### TEXT
The Gap in Quantum Understanding: How to Accurately Communicate Quantum Ideas

The Bloch sphere, shown here, is a representation of a qubit, the fundamental part of a quantum computer. 

Image Credit
Kenna Castleberry

The word “quantum” can be mysterious and unfamiliar to the general public. Most of the public’s exposure to quantum technology has been Hollywood-ized and framed as a “catch-all” for hard-to-define scientific processes. From attempting to explain time travel within Quantum Leap, to the quantum realm of Marvel’s Avengers series, the word “quantum” is used to fill in the explanation gaps. As the majority of viewers accept “quantum” as this catch-all, it creates a disconnection between the word’s true definition and an understanding of the scientific processes behind it. Asking any non-physicist if they know what “quantum entanglement” is, or if they can define “quantum superposition” will quickly reveal this lack of understanding. This misunderstanding causes problems, as quantum technology is quickly being developed and commercialized. With the predicted “boom” in quantum technology predicted by experts, it is important to realize the repercussions of this misunderstanding. Particularly, writers, scientists, and citizens need to be aware of how to communicate and invoke to the public, an appreciation of the true science of quantum physics.

### GIVEN INFORMATION

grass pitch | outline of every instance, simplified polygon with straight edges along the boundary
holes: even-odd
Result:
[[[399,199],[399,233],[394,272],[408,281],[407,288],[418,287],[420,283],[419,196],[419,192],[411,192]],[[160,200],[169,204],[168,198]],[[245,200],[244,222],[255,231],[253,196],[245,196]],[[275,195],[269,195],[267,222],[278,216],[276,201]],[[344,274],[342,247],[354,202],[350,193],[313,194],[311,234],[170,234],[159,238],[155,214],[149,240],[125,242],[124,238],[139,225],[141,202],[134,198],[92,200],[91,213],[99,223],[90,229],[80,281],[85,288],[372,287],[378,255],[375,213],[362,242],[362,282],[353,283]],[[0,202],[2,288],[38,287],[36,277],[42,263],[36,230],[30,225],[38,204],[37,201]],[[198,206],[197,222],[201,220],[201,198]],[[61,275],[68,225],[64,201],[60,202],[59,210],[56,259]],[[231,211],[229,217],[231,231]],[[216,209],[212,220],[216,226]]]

### EXERCISE
Extend the article on communicating quantum ideas, picking up after its final sentence.

### RESULT BELOW
The Origins of Misunderstanding:

The misunderstanding of the science of quantum physics not only stems from misinformation peddled by Hollywood, but also from a lack of accurate writings about the field and its’ technology. Any skilled science writer will tell you that writing about quantum technology in an accurate and accessible way, within a word-limit, is extremely difficult. Explaining the processes of superposition or quantum tunneling requires an in-depth, lengthy description. To aid in giving a human touch to quantum based articles, many writers interview key scientists. Even then, the publication of quantum articles can seem dry or boring compared to the glamorized, CGI-designed, inaccurate “quantum” scenes of movies and TV shows (Mount, Baer, & Lupoli, 2021)

A further cause for the misunderstanding of quantum physics originates from the weird and unorthodox processes within the quantum world (Greene & Rogan 2021). Studying the quantum world is not intuitive, and many researchers have difficulty communicating the weirdness of quantum physics because it’s not relatable to everyday experiences. For example, the quantum phenomenon of superposition, where a particle can be in two places at once, is difficult to relate to something that typically happens in an individual’s day-to-day proceedings.

Another reason for the general misunderstanding is the lack of actual education of quantum physics by the majority of the public. Only a minority of people, specifically those getting higher education degrees, are exposed to quantum physics, leaving a remaining majority unsure of actual quantum physics processes and the current ongoing research.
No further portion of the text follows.